> **Goal**:
Drop the pictures from the entries below, then reproduce the rest exactly.

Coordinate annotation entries
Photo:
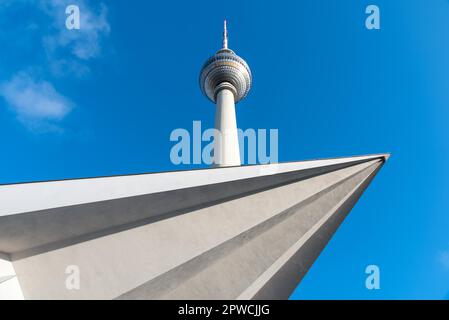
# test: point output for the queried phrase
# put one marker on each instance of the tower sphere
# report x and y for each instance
(225, 68)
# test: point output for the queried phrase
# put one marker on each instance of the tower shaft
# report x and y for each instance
(226, 141)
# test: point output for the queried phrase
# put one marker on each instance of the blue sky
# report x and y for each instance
(103, 101)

> **Final result**:
Photo:
# test: point output for the queried phrase
# put one marker on each instance of the tower sphere
# report x and y for each instance
(225, 68)
# test: point output for the queried phrase
# put one marker on each instance of the tower shaft
# report x and y for each instance
(226, 141)
# test: point output for the queried phrase
# put one marker on each instance of the blue sky
# report x and y for each instance
(103, 101)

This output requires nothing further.